---- Records provided

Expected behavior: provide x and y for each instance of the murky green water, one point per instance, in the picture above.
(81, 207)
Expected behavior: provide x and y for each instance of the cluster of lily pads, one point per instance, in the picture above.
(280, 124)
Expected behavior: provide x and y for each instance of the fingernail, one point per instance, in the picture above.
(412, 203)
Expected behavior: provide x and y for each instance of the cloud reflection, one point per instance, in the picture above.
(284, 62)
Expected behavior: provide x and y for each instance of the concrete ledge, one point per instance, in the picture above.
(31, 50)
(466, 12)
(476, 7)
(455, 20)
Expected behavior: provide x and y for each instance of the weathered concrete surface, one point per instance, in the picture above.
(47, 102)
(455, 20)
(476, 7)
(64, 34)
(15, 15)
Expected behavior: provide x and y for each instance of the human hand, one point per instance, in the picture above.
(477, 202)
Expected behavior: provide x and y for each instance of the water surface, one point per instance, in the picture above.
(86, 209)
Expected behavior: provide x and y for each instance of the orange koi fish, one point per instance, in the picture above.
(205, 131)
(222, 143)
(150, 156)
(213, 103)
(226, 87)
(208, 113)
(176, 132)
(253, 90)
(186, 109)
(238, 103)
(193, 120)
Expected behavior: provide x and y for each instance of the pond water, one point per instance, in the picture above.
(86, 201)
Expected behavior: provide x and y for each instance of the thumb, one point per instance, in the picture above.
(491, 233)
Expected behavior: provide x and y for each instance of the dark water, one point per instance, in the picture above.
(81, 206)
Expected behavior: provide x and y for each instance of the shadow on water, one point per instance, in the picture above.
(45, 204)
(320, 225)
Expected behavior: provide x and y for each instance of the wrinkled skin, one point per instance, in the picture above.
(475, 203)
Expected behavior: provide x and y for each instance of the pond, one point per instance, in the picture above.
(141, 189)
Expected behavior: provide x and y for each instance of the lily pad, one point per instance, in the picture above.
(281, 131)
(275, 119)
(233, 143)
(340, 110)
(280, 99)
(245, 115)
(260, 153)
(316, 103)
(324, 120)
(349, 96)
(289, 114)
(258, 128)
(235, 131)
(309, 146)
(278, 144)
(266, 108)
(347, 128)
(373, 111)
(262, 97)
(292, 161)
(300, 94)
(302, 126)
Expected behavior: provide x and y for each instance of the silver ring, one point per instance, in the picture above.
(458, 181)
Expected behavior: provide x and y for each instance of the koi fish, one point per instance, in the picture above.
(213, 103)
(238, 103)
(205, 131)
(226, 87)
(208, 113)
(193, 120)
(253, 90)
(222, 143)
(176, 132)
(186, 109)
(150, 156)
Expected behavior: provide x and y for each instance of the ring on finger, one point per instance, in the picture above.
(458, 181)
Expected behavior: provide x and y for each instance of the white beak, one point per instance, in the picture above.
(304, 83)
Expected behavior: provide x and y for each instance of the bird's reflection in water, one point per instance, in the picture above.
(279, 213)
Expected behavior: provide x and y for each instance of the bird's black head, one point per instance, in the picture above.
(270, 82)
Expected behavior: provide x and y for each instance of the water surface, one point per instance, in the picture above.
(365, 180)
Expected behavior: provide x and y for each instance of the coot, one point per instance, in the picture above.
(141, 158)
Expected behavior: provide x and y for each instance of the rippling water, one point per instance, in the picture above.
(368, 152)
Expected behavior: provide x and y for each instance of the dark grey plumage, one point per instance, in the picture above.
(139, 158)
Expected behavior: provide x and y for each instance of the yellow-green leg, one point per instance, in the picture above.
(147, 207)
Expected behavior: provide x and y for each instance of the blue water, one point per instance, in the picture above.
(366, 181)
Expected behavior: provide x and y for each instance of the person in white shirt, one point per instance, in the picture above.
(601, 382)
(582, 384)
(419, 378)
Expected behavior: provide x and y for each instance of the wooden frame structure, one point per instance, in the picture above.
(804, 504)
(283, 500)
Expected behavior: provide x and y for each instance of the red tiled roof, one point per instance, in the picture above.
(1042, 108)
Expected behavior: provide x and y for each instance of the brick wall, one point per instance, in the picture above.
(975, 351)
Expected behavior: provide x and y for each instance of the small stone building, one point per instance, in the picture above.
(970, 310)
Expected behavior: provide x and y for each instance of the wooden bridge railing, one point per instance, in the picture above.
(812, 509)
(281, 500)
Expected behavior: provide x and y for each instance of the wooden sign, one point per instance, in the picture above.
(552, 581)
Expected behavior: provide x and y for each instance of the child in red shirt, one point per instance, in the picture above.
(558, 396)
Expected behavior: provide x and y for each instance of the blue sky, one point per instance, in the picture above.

--------

Exercise aim:
Write an exact transcription of every entry above.

Solved exercise:
Expected behavior: provide x and y for each instance of the murky green water, one point per instance, in the picture above.
(81, 207)
Expected behavior: provide x and y for each instance of the cluster of lily pads, one point per instance, in the picture above.
(280, 124)
Expected behavior: provide x and y for each instance of the fingernail, one point per instance, in the picture above.
(412, 203)
Expected behavior: provide x and y for each instance of the cloud reflection, one point per instance, in the picture above.
(284, 62)
Expected behavior: provide x and y for each instance of the concrete ledge, one point per instance, in the picture above.
(31, 50)
(466, 12)
(476, 7)
(455, 20)
Expected behavior: provide x and y for each instance of the weathered concrete surface, one point per instance, in the picture above.
(47, 102)
(455, 20)
(476, 7)
(64, 34)
(15, 15)
Expected behavior: provide x and y for each instance of the human hand, one point per instance, in the picture above.
(477, 202)
Expected behavior: provide x and y for each instance of the water surface, one point per instance, in the picture above.
(86, 209)
Expected behavior: provide x and y for each instance of the orange koi fish, one point per instance, in the picture above.
(205, 131)
(222, 143)
(150, 156)
(213, 103)
(226, 87)
(208, 113)
(176, 132)
(253, 90)
(186, 109)
(238, 103)
(193, 120)
Expected behavior: provide x and y for each instance of the pond water, one point per instance, in the picture above.
(86, 201)
Expected behavior: provide x and y for each instance of the thumb, one point per instance, in the picture above.
(491, 233)
Expected behavior: provide x and y for each instance of the dark water, one point per instance, in the picture above.
(81, 206)
Expected behavior: provide x and y for each instance of the shadow on water, one point per instance, in the picture above.
(45, 204)
(320, 225)
Expected behavior: provide x and y for each instance of the wrinkled skin, one point per instance, in the picture above.
(475, 203)
Expected behavior: provide x and y for each instance of the pond, one point per instance, in the picture above.
(141, 189)
Expected behavior: provide x and y for each instance of the lily pad, one point per instance, in the picture above.
(281, 131)
(275, 119)
(233, 143)
(340, 110)
(280, 99)
(245, 115)
(260, 153)
(316, 103)
(324, 120)
(349, 96)
(289, 114)
(258, 128)
(235, 131)
(309, 146)
(278, 144)
(266, 108)
(347, 128)
(373, 111)
(262, 97)
(292, 161)
(300, 94)
(302, 126)
Expected behavior: provide x and y for each instance of the silver ring, one point per instance, in the picture above.
(458, 181)
Expected behavior: provide x and y for each instance of the koi fish, one point per instance, in the picture above.
(213, 103)
(238, 103)
(205, 131)
(226, 87)
(208, 113)
(193, 120)
(253, 90)
(222, 143)
(176, 132)
(186, 109)
(150, 156)
Expected behavior: provide x and y for each instance of the ring on finger, one point per instance, in the picture above.
(458, 181)
Expected behavior: provide x and y for each instance of the white beak, one point per instance, in the picture above.
(304, 83)
Expected behavior: provide x and y for each instance of the bird's reflection in water, one point per instance, in the picture above.
(279, 213)
Expected behavior: provide x and y for each instance of the bird's black head, one point per instance, in the picture above.
(270, 82)
Expected behavior: provide x and y for each instance of the water surface, one point per instance, in the picture above.
(365, 180)
Expected behavior: provide x and y for each instance of the coot, one point per instance, in the picture above.
(141, 158)
Expected behavior: provide x and y for each instance of the rippling water, one point per instance, in the picture above.
(368, 152)
Expected behavior: provide x and y for each instance of the dark grey plumage, one point per instance, in the picture above.
(139, 158)
Expected behavior: provide x and y for each instance of the yellow-green leg, one point per instance, in the picture above.
(147, 207)
Expected behavior: provide x and y for each instance of the blue water, one point per instance, in the picture above.
(366, 181)
Expected behavior: provide x and y for each instance of the person in white shirt, one point per instance, in the picture above.
(601, 382)
(582, 384)
(419, 378)
Expected behavior: provide x and y for each instance of the wooden frame structure, one point per instance, in the picture above.
(804, 504)
(283, 500)
Expected behavior: provide x and y for each instance of the red tiled roof, one point per instance, in the picture above.
(1042, 108)
Expected behavior: provide x and y for each instance of the brick wall, one point per instance, in the picture above.
(975, 351)
Expected behavior: provide x and y for each instance of the small stone building, one point per instance, in the picture above.
(970, 310)
Expected behavior: provide x and y for each instance of the wooden bridge railing, one point per instance, in the picture above.
(812, 509)
(281, 500)
Expected behavior: provide x and y for each instance of the wooden sign, one point per instance, in the picture above.
(552, 581)
Expected behavior: provide x and y for each instance of the child in red shirt, one point per instance, in the picture above.
(558, 396)
Expected behavior: provide x and y for each instance of the blue sky, one point per instance, in the picture above.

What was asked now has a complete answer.